- THE INPUT -
(begin)

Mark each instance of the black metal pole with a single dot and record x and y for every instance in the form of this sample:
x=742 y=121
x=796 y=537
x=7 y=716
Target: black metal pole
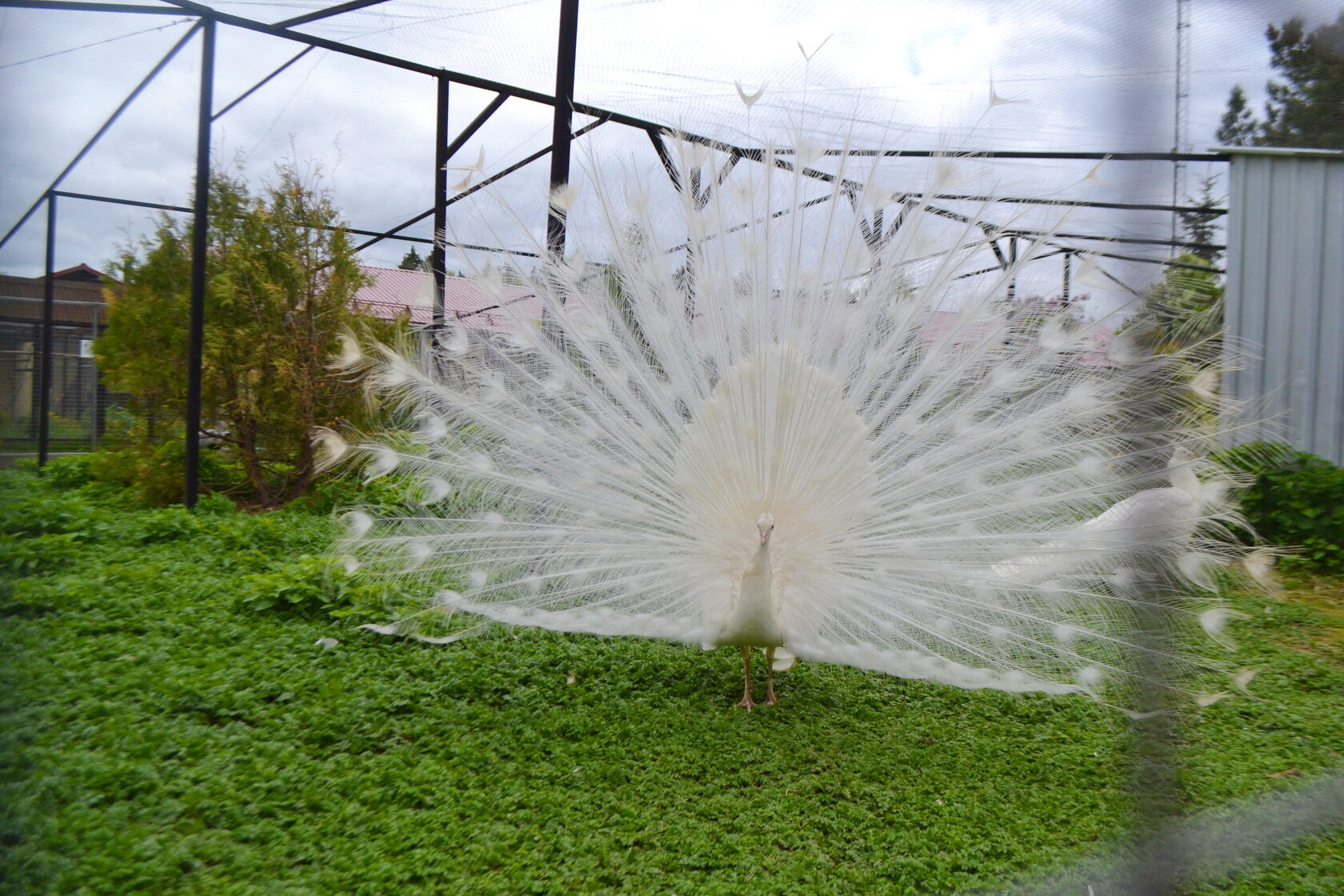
x=98 y=134
x=562 y=122
x=199 y=250
x=49 y=301
x=437 y=257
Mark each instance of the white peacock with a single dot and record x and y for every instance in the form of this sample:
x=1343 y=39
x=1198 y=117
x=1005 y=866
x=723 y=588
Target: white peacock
x=804 y=442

(end)

- CHALLENGE -
Convert all of the data above into a Markdown table with the columns Row and Line, giving each line its own numbered row and skipping blank lines. Leave the pictures out of the table.

- SOLUTION -
| Row | Line |
|---|---|
| 1 | Mark each instance of the black metal pole with a single dot and record x and y for every instance in the form of this sample: |
| 2 | x=742 y=121 |
| 3 | x=796 y=537 |
| 4 | x=7 y=716 |
| 5 | Target: black metal pole |
| 6 | x=98 y=134 |
| 7 | x=562 y=122 |
| 8 | x=199 y=250 |
| 9 | x=49 y=301 |
| 10 | x=437 y=257 |
| 11 | Mark each instance of the white peacock with a single dot and record x and y for every instance in the form of this sample: |
| 12 | x=1343 y=39 |
| 13 | x=1198 y=117 |
| 14 | x=1005 y=866 |
| 15 | x=723 y=588 |
| 16 | Target: white peacock |
| 17 | x=804 y=442 |